=== DIRECTIONS ===
Pictures in the listing should not be copied. Reproduce, word for word, each line from the one holding "Question. Provide the position of each instance of the soup bowl" through the final line.

## Start

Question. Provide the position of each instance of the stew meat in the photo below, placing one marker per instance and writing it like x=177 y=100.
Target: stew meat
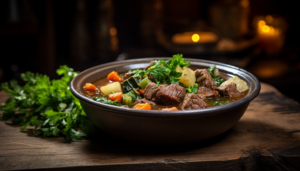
x=168 y=85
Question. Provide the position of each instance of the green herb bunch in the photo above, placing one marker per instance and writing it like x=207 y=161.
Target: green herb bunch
x=47 y=105
x=164 y=72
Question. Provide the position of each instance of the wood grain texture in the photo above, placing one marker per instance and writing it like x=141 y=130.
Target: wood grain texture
x=266 y=138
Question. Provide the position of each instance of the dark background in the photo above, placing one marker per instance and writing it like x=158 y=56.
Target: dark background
x=39 y=36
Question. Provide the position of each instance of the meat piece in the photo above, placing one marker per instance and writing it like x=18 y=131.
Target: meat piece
x=127 y=75
x=164 y=94
x=144 y=101
x=172 y=94
x=152 y=62
x=208 y=81
x=151 y=90
x=206 y=92
x=229 y=90
x=192 y=101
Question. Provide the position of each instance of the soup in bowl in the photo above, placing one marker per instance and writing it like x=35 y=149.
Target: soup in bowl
x=165 y=100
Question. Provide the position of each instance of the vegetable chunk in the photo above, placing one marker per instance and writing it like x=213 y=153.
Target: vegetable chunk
x=142 y=106
x=188 y=77
x=113 y=87
x=114 y=76
x=240 y=84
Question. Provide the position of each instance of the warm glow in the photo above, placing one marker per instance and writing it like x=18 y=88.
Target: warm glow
x=245 y=3
x=265 y=28
x=261 y=23
x=269 y=19
x=195 y=37
x=113 y=31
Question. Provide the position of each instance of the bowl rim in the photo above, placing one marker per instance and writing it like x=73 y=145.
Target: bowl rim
x=160 y=113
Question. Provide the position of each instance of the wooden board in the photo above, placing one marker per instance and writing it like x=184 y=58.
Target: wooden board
x=266 y=138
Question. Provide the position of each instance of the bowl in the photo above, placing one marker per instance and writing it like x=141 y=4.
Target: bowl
x=162 y=127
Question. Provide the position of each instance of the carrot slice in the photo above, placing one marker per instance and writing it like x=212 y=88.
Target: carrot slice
x=142 y=106
x=114 y=76
x=90 y=93
x=90 y=87
x=142 y=91
x=170 y=109
x=116 y=96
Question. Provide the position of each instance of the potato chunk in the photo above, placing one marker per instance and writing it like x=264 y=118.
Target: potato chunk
x=188 y=77
x=240 y=84
x=113 y=87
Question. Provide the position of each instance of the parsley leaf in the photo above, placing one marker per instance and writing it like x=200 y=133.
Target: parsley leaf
x=193 y=89
x=164 y=71
x=218 y=80
x=48 y=105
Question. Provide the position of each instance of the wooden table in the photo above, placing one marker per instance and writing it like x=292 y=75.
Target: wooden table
x=266 y=138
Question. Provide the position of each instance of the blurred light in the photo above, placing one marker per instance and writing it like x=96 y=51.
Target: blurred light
x=261 y=23
x=113 y=31
x=265 y=28
x=245 y=3
x=195 y=37
x=269 y=19
x=114 y=41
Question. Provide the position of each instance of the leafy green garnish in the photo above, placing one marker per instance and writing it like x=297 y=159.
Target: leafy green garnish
x=164 y=71
x=138 y=73
x=193 y=89
x=218 y=80
x=219 y=103
x=47 y=105
x=105 y=100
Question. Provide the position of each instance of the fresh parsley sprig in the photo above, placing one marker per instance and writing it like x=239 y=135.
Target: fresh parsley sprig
x=48 y=105
x=164 y=72
x=218 y=80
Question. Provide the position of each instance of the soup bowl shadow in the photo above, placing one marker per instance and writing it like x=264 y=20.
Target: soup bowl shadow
x=162 y=127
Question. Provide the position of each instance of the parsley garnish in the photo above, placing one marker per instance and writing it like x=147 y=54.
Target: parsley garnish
x=164 y=71
x=218 y=80
x=193 y=89
x=47 y=105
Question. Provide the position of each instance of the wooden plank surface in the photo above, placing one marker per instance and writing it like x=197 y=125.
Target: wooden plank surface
x=266 y=138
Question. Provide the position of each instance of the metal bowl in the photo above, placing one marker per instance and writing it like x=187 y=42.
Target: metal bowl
x=162 y=127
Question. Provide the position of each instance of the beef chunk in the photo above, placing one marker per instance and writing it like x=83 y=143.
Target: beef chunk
x=164 y=94
x=192 y=101
x=144 y=101
x=172 y=94
x=208 y=81
x=152 y=62
x=206 y=92
x=127 y=75
x=229 y=90
x=151 y=90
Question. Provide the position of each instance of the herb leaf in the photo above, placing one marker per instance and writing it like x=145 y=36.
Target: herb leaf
x=164 y=71
x=48 y=105
x=218 y=80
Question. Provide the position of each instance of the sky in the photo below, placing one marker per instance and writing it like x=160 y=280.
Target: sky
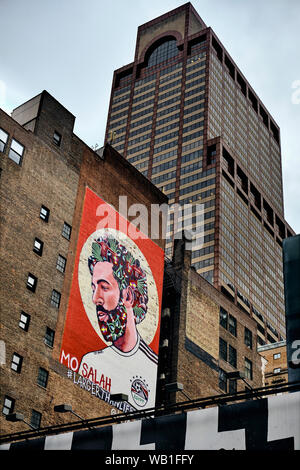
x=72 y=47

## End

=== SOLUTION TO THIS PROBLEM ===
Question. Provide the position of each instance of the soup bowl shadow in the photo above, placing one marker per instance and writing it like x=264 y=20.
Target: soup bowl shadow
x=162 y=127
Question. Provide the position of each instance of the parsley garnish in the photo above, placing one marker per instance and writing it like x=147 y=54.
Target: parsley garnish
x=164 y=71
x=218 y=80
x=193 y=89
x=47 y=105
Question. Provide the position of each instance of the wooden plank surface in the photo above, placing one marker per instance and writing it like x=197 y=125.
Target: wooden plank surface
x=266 y=138
Question. Provide the position of each instance of the metal bowl in the photo above, placing one marker per instance and writing it like x=187 y=42.
Target: metal bowl
x=162 y=127
Question. Provide the position of each instance of the beef chunk in the photo above, placing one marker per instance and writing it like x=83 y=143.
Target: beef chunk
x=164 y=94
x=192 y=101
x=144 y=101
x=172 y=94
x=208 y=81
x=152 y=62
x=206 y=92
x=127 y=75
x=229 y=90
x=151 y=90
Question. Provide the position of each instance of the herb leaf in the photo above, placing one marker per instance and writing it like x=145 y=36.
Target: herb leaf
x=164 y=71
x=48 y=105
x=218 y=80
Question. Provide the position of each instance of the sky in the photo below, placing one marker per instance and writing it like x=160 y=280.
Target: sky
x=72 y=47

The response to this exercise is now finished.